### Stored data
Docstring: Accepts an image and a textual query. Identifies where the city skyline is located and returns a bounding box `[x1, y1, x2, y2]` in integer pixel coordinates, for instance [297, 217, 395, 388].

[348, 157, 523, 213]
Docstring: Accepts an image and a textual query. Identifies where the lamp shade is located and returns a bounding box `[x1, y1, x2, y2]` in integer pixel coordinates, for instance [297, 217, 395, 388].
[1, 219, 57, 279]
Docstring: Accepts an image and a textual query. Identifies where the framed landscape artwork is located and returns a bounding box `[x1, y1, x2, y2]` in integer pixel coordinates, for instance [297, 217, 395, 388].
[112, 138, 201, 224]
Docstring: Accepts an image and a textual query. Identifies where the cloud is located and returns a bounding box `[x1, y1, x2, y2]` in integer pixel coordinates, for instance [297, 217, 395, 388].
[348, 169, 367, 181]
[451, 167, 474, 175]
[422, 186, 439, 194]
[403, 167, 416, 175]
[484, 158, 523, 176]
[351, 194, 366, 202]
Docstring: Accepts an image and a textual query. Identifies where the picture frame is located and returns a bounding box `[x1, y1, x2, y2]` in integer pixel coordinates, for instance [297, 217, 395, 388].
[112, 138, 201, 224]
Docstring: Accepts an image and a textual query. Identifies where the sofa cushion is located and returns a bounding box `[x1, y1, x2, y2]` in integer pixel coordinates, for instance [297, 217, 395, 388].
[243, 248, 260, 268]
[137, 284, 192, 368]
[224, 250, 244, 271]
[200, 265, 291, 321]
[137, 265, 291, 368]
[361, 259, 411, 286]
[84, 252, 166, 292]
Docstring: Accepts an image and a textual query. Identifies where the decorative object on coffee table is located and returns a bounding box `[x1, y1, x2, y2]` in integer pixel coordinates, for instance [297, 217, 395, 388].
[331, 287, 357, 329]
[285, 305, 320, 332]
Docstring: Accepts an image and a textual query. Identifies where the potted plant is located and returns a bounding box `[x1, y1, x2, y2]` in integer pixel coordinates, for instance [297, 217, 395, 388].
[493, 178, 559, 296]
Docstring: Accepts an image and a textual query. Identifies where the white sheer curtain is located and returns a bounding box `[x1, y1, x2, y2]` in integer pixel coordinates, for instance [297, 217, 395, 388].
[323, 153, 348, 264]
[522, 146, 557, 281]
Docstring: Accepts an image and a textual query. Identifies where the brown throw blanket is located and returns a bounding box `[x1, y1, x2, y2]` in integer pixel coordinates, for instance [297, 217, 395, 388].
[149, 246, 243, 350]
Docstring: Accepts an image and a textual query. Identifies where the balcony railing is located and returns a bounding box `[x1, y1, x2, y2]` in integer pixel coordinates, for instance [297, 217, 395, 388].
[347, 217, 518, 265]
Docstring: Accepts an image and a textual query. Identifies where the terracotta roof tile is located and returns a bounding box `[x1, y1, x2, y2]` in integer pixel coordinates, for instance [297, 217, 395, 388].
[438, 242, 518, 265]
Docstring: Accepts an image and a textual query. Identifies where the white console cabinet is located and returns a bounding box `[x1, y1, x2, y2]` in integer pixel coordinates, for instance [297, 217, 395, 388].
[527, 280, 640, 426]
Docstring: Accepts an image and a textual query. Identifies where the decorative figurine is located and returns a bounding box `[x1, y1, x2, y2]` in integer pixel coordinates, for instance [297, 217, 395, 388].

### Aim of the task
Restate word for word the lines above, beginning with the one that contains "where the terracotta" and ending with the last line.

### Answer section
Docstring: Accepts an image and a textual query. Identifies where the terracotta roof tile is located and returns a bounding box `[x1, y1, x2, y2]` in integer pixel coordinates, for instance [297, 217, 395, 388].
[438, 242, 518, 265]
Docstring: Accepts an image and a textual query. Identifies where the white console cabinet is located and returns a bounding box `[x1, y1, x2, y2]` in integer pixel coordinates, for instance [297, 217, 395, 388].
[527, 280, 640, 426]
Docstring: Accepts an image and a textual query. Identifies where the decorative figurine is located and returns a bounding box `[x1, y1, x2, y2]` in integer pixel coordinates, for instance [297, 217, 395, 388].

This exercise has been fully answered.